--- BEGIN Dataset extract ---
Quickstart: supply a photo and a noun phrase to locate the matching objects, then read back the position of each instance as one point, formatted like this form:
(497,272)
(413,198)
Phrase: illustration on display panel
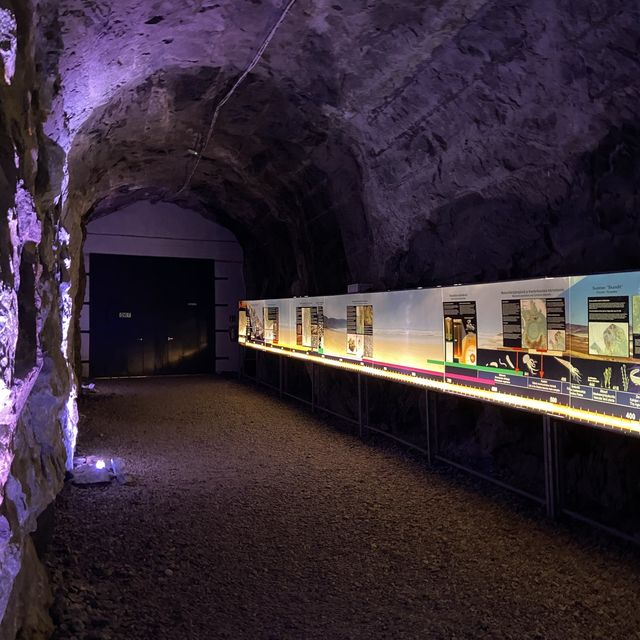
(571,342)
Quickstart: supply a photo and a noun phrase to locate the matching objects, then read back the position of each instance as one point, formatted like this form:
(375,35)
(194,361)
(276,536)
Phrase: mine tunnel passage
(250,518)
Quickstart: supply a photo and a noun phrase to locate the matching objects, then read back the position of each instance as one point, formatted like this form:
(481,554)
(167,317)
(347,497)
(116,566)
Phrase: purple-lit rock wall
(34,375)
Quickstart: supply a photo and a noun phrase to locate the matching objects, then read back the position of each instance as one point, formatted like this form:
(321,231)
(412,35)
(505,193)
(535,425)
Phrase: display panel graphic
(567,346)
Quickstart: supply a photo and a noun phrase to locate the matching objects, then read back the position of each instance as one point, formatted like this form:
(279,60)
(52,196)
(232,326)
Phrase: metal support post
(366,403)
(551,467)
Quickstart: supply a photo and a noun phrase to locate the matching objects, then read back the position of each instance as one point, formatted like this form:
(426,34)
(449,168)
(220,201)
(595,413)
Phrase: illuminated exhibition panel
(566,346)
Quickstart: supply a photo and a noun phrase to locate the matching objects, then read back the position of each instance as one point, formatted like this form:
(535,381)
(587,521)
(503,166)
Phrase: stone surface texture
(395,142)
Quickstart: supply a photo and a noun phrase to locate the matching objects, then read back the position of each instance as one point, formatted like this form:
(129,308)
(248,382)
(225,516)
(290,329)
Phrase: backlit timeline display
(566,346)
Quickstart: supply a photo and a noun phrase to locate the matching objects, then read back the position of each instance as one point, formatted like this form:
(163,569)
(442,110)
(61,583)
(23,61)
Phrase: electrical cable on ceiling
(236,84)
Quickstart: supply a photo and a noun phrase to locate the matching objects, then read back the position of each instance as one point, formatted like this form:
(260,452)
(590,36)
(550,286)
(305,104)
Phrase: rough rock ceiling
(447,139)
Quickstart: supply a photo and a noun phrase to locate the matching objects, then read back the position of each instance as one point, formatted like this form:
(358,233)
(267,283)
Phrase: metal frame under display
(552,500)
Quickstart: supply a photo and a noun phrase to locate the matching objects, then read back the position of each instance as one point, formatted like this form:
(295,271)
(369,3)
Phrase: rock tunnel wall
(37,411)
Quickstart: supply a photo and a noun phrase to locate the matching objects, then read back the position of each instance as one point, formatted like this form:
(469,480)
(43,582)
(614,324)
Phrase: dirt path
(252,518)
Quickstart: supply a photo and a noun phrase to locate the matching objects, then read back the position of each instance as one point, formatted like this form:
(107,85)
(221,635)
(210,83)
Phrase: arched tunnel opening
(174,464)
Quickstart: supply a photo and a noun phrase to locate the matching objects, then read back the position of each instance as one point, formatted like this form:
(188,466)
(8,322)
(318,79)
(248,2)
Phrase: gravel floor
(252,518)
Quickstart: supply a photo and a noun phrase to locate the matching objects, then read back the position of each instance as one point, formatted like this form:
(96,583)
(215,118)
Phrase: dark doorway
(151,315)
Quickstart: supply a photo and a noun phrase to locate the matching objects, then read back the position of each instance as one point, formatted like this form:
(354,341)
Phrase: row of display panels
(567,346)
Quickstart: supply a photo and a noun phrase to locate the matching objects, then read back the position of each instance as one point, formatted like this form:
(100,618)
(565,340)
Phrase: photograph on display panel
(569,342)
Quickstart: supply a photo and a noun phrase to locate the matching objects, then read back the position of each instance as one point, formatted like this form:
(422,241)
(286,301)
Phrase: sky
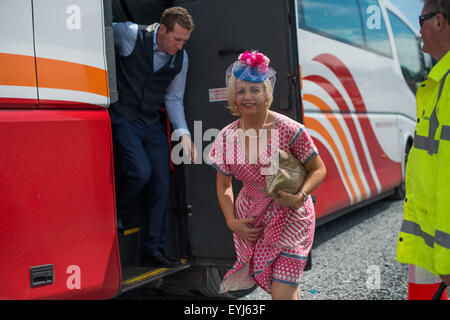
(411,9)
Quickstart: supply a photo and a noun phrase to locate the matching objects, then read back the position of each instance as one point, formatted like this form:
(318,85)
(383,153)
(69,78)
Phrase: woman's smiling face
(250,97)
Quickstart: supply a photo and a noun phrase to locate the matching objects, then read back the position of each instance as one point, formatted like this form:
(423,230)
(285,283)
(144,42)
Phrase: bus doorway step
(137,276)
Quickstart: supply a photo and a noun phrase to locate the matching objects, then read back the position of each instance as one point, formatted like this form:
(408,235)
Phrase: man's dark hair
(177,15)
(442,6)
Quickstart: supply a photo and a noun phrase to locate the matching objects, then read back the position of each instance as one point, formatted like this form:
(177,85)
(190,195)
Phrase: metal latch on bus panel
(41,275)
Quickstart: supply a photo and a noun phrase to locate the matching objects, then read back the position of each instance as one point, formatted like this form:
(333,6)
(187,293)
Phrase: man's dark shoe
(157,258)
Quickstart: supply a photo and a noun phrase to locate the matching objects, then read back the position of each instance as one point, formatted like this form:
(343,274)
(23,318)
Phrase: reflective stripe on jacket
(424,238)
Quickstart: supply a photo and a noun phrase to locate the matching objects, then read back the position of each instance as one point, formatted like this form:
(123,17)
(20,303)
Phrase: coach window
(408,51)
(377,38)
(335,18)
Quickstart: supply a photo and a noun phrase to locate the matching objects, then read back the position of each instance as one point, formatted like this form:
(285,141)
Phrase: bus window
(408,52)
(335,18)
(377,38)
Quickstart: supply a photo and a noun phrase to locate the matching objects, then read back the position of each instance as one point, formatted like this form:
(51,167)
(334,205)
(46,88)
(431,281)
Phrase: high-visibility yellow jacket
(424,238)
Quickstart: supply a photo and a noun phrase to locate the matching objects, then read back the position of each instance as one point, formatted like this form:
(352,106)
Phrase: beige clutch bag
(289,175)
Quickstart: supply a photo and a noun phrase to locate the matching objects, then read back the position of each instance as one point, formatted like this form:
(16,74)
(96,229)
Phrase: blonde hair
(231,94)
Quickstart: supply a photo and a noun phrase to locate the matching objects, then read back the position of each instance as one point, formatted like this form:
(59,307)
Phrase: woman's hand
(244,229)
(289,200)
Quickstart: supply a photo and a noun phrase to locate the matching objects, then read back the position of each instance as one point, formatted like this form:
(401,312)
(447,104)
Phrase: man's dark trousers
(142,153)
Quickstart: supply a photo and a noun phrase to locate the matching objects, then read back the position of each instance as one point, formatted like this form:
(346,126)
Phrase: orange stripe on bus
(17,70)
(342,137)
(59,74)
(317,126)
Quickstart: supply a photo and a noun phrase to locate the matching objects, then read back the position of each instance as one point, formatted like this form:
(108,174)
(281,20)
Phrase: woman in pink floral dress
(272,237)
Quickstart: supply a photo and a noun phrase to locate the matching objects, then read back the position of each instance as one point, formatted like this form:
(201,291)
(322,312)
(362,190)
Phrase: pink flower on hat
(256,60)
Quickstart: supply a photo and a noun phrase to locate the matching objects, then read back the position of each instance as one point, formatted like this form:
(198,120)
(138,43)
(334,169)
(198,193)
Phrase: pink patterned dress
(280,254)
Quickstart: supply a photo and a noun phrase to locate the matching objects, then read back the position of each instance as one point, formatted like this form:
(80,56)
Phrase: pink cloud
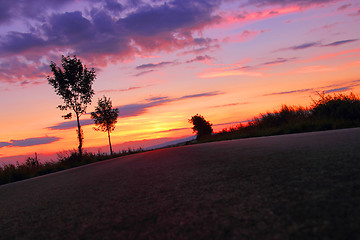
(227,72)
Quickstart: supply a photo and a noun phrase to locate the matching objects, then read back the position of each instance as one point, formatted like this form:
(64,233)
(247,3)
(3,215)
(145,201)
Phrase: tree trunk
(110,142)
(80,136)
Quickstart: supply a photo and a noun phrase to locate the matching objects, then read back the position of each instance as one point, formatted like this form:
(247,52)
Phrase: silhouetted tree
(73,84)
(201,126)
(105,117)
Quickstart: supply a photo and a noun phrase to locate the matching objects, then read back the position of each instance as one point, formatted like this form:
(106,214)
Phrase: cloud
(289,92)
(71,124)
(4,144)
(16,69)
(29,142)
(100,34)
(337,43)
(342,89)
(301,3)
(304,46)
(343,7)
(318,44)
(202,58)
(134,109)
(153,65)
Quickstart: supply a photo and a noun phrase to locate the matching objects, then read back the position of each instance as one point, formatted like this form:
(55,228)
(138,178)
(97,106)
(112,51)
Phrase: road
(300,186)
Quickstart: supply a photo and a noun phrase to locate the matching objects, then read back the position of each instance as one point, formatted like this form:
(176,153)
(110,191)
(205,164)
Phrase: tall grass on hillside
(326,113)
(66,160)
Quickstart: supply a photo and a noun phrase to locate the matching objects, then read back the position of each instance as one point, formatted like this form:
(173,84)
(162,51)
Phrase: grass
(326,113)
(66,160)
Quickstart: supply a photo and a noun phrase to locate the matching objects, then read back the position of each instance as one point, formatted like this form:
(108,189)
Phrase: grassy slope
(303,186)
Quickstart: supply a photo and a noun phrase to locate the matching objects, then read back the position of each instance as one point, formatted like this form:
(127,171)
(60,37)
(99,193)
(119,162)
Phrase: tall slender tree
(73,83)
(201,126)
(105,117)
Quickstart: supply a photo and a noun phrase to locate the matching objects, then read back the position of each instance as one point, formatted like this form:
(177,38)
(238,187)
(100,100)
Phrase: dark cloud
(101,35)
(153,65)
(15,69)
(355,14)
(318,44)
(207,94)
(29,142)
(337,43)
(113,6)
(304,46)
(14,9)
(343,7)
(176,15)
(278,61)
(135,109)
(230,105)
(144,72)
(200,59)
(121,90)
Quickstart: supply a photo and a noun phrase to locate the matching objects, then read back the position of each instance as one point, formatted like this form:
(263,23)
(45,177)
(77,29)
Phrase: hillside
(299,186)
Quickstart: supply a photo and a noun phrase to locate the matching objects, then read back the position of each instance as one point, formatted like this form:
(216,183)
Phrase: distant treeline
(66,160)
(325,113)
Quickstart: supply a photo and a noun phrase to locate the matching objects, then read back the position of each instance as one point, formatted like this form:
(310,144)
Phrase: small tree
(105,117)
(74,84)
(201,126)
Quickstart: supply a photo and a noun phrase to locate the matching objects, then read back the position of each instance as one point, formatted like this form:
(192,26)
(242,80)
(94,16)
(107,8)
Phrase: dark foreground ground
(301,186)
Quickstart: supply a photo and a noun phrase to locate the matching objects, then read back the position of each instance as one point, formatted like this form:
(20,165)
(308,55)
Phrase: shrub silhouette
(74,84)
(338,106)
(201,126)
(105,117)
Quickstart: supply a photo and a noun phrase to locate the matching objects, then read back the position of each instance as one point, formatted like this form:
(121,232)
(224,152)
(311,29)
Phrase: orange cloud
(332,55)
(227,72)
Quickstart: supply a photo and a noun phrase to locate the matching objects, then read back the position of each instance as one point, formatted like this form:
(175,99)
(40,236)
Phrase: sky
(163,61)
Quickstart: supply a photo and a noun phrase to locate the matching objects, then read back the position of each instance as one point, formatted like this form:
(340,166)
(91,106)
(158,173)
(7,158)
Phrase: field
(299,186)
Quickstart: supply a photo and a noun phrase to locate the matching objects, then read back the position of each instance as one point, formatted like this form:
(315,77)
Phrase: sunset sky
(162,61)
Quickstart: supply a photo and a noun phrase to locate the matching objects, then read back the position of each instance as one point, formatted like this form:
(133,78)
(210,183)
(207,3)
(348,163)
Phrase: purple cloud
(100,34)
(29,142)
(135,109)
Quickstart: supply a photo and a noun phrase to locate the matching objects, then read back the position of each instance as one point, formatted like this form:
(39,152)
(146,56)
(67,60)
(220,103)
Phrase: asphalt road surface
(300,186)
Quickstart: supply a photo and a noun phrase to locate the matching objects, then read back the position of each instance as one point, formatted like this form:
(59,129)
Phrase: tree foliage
--- END Dataset extract ---
Gather every line in the data above that contains the word "rock", and copy each one out in full.

:: Solved exercise ::
Phrase: purple-lit rock wall
Phrase: rough rock ceiling
Phrase: rock tunnel wall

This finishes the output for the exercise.